Where the records below reach the line containing "Query: steel truss approach span", start transcribing, and end with the line containing "Every instance of the bridge tower", exactly and with nothing else added.

Data for this task START

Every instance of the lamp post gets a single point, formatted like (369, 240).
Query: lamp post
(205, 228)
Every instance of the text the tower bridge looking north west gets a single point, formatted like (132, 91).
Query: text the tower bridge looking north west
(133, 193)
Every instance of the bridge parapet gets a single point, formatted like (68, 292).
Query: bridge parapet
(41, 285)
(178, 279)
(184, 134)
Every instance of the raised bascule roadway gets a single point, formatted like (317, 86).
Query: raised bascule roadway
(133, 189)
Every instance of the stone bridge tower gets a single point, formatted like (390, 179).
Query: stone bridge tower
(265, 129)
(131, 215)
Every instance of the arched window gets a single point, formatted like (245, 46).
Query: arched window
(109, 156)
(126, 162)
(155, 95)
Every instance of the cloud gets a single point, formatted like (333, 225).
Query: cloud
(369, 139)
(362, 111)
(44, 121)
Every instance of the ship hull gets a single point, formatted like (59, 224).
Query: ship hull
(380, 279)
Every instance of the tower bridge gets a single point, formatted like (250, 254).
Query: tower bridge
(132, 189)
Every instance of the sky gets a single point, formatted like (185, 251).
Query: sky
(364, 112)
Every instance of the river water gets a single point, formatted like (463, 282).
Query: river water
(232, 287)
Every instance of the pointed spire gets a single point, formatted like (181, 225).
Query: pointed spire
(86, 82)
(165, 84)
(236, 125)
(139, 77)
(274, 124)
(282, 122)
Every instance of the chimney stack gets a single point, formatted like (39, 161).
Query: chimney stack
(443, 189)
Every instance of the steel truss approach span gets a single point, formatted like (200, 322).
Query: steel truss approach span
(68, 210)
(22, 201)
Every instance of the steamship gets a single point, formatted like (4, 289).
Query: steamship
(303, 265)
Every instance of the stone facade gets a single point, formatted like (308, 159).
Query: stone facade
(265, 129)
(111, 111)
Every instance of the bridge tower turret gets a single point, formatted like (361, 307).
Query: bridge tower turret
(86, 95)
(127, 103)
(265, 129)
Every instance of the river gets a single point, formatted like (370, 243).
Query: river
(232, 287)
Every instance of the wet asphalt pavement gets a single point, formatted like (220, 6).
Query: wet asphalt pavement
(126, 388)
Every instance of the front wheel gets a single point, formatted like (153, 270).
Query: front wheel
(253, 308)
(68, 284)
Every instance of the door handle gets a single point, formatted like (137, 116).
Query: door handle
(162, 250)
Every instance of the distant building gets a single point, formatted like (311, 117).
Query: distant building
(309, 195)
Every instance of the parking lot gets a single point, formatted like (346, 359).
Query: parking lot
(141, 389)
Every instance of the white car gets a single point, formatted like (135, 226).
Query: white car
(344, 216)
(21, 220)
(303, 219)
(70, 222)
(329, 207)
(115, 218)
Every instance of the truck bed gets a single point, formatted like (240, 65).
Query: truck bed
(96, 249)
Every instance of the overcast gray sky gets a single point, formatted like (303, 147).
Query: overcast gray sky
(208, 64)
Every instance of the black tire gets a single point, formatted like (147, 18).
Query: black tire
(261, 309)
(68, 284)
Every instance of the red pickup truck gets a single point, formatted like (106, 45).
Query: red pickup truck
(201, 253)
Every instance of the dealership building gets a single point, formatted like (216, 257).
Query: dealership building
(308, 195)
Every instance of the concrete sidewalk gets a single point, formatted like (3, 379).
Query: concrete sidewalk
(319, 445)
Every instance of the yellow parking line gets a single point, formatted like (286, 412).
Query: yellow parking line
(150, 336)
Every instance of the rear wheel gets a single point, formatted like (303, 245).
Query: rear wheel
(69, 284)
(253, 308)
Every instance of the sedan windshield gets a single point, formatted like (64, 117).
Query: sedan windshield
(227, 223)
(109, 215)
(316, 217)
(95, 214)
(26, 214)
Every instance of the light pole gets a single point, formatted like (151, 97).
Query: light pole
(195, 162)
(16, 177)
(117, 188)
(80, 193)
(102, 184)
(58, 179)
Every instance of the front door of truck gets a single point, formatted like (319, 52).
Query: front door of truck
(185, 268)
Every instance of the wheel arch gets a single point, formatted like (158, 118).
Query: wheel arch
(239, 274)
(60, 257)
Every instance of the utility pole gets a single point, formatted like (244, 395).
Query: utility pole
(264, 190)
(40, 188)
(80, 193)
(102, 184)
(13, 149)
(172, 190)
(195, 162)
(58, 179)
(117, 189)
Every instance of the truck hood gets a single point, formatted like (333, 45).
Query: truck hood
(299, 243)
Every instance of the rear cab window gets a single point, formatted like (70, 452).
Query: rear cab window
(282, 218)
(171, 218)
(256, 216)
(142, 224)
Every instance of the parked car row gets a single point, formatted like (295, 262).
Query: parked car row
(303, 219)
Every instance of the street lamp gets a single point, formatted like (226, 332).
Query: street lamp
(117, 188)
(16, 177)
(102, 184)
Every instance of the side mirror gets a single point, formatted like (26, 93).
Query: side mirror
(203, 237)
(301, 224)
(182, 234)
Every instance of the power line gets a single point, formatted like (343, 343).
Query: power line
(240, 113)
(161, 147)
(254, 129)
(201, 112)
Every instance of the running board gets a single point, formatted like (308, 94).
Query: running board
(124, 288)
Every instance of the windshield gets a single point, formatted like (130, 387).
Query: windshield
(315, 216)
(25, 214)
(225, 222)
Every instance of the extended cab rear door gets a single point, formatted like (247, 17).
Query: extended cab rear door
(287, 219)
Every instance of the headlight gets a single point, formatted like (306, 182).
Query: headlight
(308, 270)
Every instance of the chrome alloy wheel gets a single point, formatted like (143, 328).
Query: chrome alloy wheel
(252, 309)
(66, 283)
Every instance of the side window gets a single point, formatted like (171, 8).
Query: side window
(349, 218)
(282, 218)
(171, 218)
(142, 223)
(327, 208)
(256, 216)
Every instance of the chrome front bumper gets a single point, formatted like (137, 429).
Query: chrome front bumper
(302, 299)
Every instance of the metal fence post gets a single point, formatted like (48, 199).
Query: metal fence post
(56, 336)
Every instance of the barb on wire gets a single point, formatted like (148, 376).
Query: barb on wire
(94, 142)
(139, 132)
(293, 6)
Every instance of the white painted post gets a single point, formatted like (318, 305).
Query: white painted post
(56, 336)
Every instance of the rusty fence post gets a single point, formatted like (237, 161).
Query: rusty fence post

Data for this task END

Solution to the exercise.
Query: steel truss approach span
(68, 210)
(22, 201)
Every instance of the steamship gets a single point, formatted like (4, 289).
Query: steamship
(303, 265)
Every instance of the stone facade gets a single point, formatted like (308, 159).
Query: stone facade
(265, 129)
(111, 111)
Every instance of the bridge tower turret gets a single point, formatted like (361, 307).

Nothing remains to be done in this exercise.